» DOCUMENT SEGMENT
==========
Had enough...

posted
10-Feb-05, 08:00
by GUEST
Avatar for GUEST
posted about 9 years ago
Has anyone had any experience of quitting due to bullying? I have a meeting with my postgrad officer tomorrow. I know I am going to quit whatever they say because I am being bullied by my postdoc, and the supervisor refuses to acknowledge this. My postdoc treats me like a second class citizen and has to scrutinise everything I do. She has not only made me feel worthless, but I have lost all passion for science now.
posted
10-Feb-05, 10:56
by GUEST
Avatar for GUEST
posted about 9 years ago
I have been bullied by my boss from the start. Am sorry to hear you are still having problems with that post-doc of yours. You are in the second year too right? I havent really sorted my boss out, came close to quitting before christmas but decided to do my best to keep my head down, get in with the work and think of the phd at the end.

Not much use especially for you as you will see your postdoc a lot more. I too no longer have any interest in science now and will probably choose a completely different career at the end. I just want the phd so that i can stick my fingers up at the boss and tell him he tried and failed - i still got there. And the lack of suport from uni services is untrue - you just get told to put up with it.
posted
10-Feb-05, 11:02
by GUEST
Avatar for GUEST
posted about 9 years ago
I hope i do manage to stick it out - there is only 18 months left and i would advise you to do the same, except i know very well how hard it is to keep going. Another incident with my boss and i will probably walk. I am seeing a counsellor now as i have been so traumatised by evrything (and other problems too). It does help. DOn't know how much more i can say. I havent figured my own situation out but i know exactly what you are going through if that is any help.
Best of luck.
posted
10-Feb-05, 12:21
by GUEST
Avatar for GUEST
posted about 9 years ago
complain about the postdoc if she is bullying you. harrassment and bullying are not tolerated in the workplace. make a note of each time it happens and see the person in charge of these matters at your university.
==========
» DATA ROWS
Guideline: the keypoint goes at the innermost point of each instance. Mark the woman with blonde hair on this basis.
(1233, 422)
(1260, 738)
==========
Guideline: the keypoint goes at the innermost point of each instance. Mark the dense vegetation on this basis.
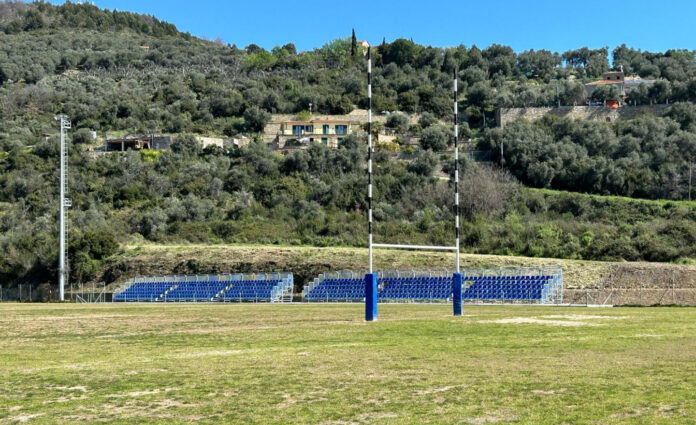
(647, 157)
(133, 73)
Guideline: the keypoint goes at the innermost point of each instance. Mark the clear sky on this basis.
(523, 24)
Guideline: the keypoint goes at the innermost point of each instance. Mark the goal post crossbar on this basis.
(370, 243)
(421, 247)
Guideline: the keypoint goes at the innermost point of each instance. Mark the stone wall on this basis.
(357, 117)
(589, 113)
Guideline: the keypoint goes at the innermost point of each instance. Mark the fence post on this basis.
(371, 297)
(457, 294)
==========
» PROBLEM
Reproduce the forum thread about bullying above, everything from "Not much use" down to "up with it.".

» ANSWER BELOW
Not much use especially for you as you will see your postdoc a lot more. I too no longer have any interest in science now and will probably choose a completely different career at the end. I just want the phd so that i can stick my fingers up at the boss and tell him he tried and failed - i still got there. And the lack of suport from uni services is untrue - you just get told to put up with it.